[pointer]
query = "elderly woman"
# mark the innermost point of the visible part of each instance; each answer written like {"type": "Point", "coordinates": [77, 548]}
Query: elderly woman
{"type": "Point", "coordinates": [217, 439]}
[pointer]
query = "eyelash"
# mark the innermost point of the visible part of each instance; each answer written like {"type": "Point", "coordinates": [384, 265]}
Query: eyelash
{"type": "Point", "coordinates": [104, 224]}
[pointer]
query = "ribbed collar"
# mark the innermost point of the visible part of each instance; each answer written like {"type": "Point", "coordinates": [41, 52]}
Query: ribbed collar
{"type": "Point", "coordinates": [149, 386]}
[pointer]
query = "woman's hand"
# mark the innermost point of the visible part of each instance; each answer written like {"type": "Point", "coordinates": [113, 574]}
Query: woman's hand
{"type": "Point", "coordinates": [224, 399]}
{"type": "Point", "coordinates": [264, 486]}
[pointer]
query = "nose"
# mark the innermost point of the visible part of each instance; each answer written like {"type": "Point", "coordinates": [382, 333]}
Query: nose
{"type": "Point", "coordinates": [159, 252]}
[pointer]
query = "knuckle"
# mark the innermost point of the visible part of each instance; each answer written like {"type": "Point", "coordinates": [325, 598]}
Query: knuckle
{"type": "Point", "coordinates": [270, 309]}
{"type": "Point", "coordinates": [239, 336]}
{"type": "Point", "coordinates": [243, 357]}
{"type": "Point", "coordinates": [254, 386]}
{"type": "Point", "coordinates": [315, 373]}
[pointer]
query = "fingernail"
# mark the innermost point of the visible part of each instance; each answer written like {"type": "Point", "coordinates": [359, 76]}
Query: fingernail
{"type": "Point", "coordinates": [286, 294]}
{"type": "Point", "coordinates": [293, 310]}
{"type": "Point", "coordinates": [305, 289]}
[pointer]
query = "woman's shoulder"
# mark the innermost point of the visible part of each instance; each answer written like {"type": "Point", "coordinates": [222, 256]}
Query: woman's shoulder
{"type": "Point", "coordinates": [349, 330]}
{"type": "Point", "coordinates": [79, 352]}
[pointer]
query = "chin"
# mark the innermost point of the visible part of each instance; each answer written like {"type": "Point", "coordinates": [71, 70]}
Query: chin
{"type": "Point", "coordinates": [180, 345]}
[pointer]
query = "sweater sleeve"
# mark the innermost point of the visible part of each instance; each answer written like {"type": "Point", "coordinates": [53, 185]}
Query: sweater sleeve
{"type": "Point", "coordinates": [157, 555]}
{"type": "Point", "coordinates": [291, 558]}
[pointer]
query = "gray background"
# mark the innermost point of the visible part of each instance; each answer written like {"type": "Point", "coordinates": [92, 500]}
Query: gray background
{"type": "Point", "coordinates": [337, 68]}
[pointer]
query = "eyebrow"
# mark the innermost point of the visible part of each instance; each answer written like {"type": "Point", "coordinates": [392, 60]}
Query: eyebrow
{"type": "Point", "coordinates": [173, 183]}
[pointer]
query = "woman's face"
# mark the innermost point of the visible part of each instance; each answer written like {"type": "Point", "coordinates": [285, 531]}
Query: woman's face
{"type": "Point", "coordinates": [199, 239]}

----------

What you have to do:
Copy all data exactly, start to finish.

Response:
[pointer]
query = "elderly woman"
# mark the innermost point of the visible part of each instance; each answer written like {"type": "Point", "coordinates": [77, 548]}
Query: elderly woman
{"type": "Point", "coordinates": [217, 439]}
[pointer]
query = "eyelash"
# mark the innermost point of the visible part of each instance; each answer written like {"type": "Point", "coordinates": [384, 265]}
Query: eyelash
{"type": "Point", "coordinates": [104, 224]}
[pointer]
query = "ribbed collar"
# mark the innermost point of the visible part of each instance; each answer written like {"type": "Point", "coordinates": [41, 52]}
Query: ribbed collar
{"type": "Point", "coordinates": [149, 386]}
[pointer]
query = "woman's hand"
# mark the innermost point of the visible part of each instance; each answer written like {"type": "Point", "coordinates": [113, 574]}
Query: woman's hand
{"type": "Point", "coordinates": [224, 399]}
{"type": "Point", "coordinates": [264, 486]}
[pointer]
query = "nose"
# mark the innermost point of the visible part of each instance; each answer written like {"type": "Point", "coordinates": [382, 333]}
Query: nose
{"type": "Point", "coordinates": [159, 252]}
[pointer]
query = "knuckle"
# mark the innermost point of the visible part of each instance; each answer written like {"type": "Point", "coordinates": [325, 598]}
Query: knuckle
{"type": "Point", "coordinates": [270, 309]}
{"type": "Point", "coordinates": [239, 336]}
{"type": "Point", "coordinates": [243, 357]}
{"type": "Point", "coordinates": [254, 386]}
{"type": "Point", "coordinates": [315, 373]}
[pointer]
query = "fingernail"
# mark the innermost point of the visible part of each instance; each answer written like {"type": "Point", "coordinates": [359, 76]}
Query: fingernail
{"type": "Point", "coordinates": [286, 294]}
{"type": "Point", "coordinates": [293, 310]}
{"type": "Point", "coordinates": [305, 289]}
[pointer]
query = "woman's shoulder"
# mark the innermost point of the visible part of each instance; each answer written like {"type": "Point", "coordinates": [222, 256]}
Query: woman's shoulder
{"type": "Point", "coordinates": [349, 330]}
{"type": "Point", "coordinates": [79, 352]}
[pointer]
query = "chin"
# mark the innermost point of the visible part of each instance; each answer written like {"type": "Point", "coordinates": [71, 70]}
Query: chin
{"type": "Point", "coordinates": [180, 345]}
[pointer]
query = "sweater sleeve"
# mark the innermost point of the visible part of each instance; each answer written like {"type": "Point", "coordinates": [53, 185]}
Query: sweater sleeve
{"type": "Point", "coordinates": [157, 555]}
{"type": "Point", "coordinates": [291, 558]}
[pointer]
query = "gray background"
# mark the innermost point of the visible part of each instance; each answer written like {"type": "Point", "coordinates": [92, 500]}
Query: gray background
{"type": "Point", "coordinates": [337, 68]}
[pointer]
query = "eyebrow"
# mark the innermost point of the visible part of each instance; each answer written like {"type": "Point", "coordinates": [392, 60]}
Query: eyebrow
{"type": "Point", "coordinates": [173, 183]}
[pointer]
query = "woman's face"
# mark the innermost point of the visible part of each instance; each answer written like {"type": "Point", "coordinates": [285, 531]}
Query: woman's face
{"type": "Point", "coordinates": [199, 239]}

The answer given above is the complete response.